» **Document text**:
* start *
For another: guest list restrictions will very likely be politicized. Even if not, NASA will be open to charges to that effect.

Finally, space tourism is a proven concept. Even if the industry (such as it is) sees a lull of a decade or more, people's desire to go won't disappear just because the means to fly might be unavailable for a while. The market will always be there, waiting. It doesn't need to be kept on government life-support.

In earlier commentary, I argued that NASA's initial resistance to hosting paying guests on ISS wasn't utterly idiotic. After all, there is great political symbolism in the program, and taking paying guests could raise some thorny issues.

Here, I suggest that, rather than rely on some combination of bureaucracy, PR strategizing, and selection based on ability to cover certain (or uncertain) costs, we make the process democratic in the most exemplary ways. If non-astronauts are to fly in space using the vehicles of democracies' space programs, they should be selected as citizens, by citizens, in a manner that reflects a desire to modernize and improve democracy itself.

Premature commercialization may take us down quite a different road.

There is no sign hoisted over NASA infrastructure saying, "We reserve the right to refuse service to anyone." But it would be naive to assume that there aren't already criteria in place. Every potential customer raises new issues.

Were Lance Bass's past performances carefully scrutinized for profanity and sexual suggestiveness not long after his name came up, prompted by a call from Tom Delay's office? Maybe that's my imagination, but it's not exactly a stretch. A smart NASA staffer knows that you don't wait for Tom Delay to call. If David Bowie hasn't considered negotiations, it may only be because he knows better than to think he'd make the cut.

It hasn't been bad so far, I admit. It's hard to imagine a better choice than Dennis Tito -- an American, educated as an aerospace engineer, his wealth self-made in the financial services sector, and (luckily, in retrospect) in an unexceptionable manner, untainted by the excesses of the Bubble.

Mark Shuttleworth presented a slightly different picture: a South African, and a lucky beneficiary of a huge windfall from the Bubble, which was probably the history's biggest transfer of wealth from small investors -- most of them American -- to the undeserving. That's not Shuttleworth's fault, of course, but it's certainly not to his credit.
* end *
» **Requirements**:
(1) Reproduce the portion of the essay on NASA and space tourism from "For another: guest" to "on government life-support.".
(2) Continue the essay on NASA and paying space tourists, starting after its final sentence.
The records here come from a source separate from the essay above.

[Examples of point labeling]
* start *
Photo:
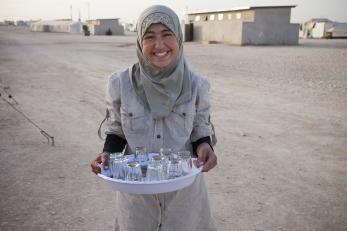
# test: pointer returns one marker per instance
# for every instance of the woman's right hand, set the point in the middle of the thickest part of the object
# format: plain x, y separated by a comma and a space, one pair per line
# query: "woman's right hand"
102, 158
* end *
» **Results for each task**:
(1)
For another: guest list restrictions will very likely be politicized. Even if not, NASA will be open to charges to that effect.

Finally, space tourism is a proven concept. Even if the industry (such as it is) sees a lull of a decade or more, people's desire to go won't disappear just because the means to fly might be unavailable for a while. The market will always be there, waiting. It doesn't need to be kept on government life-support.

(2)
One can, however, argue that both Tito and Shuttleworth were true citizens -- the first from one of the world's longest-running democracies, the second from one of the world's youngest. And Shuttleworth, to be fair, kept very busy on ISS. Upon his return, he became something of an activist (even the best kind of troublemaker) on behalf of education in South Africa, and endowed an education fund with some of his Bubble winnings.

More interesting questions are raised by looking at one early Shuttle passenger: HRH Sultan ibn Salman Abdelaziz Al-Saud, a nephew of King Fahd. A space tourist predating Dennis Tito by over a decade? Well, maybe not, but he's worth a look. Especially since he's now Minister of Tourism for Saudi Arabia.

Salman al-Saud is described with diplomatic vagueness in lists of Shuttle payload specialists as being "on hand" in 1985 for the ARABSAT-A deployment; and as a "legitimate representative" of Arabsat, one of NASA's "paying customers." Digging deeper for credentials, you won't find much. He held the rank of Lieutenant Colonel, but that's pretty insignificant compared to the rank of Nephew to the King, in a country encompassing some 25% of the world's oil reserves. Higher education? The official biography tells us only that, after high school, he "...went on to study communications and aviation in the United States."

So he could fly aircraft. This doesn't make anyone a rocket scientist (just ask George Bush), and the Shuttle only masquerades as a pilotable craft anyway. Are we to believe that, of all Arabsat associates, Salman al-Saud was the most technically qualified to go up? Rumors that he mostly just got in the way are not easily substantiated. He may simply have been cold-shouldered by the more seasoned crewmembers. But it's not hard to believe that there's a grain of truth to this gossip.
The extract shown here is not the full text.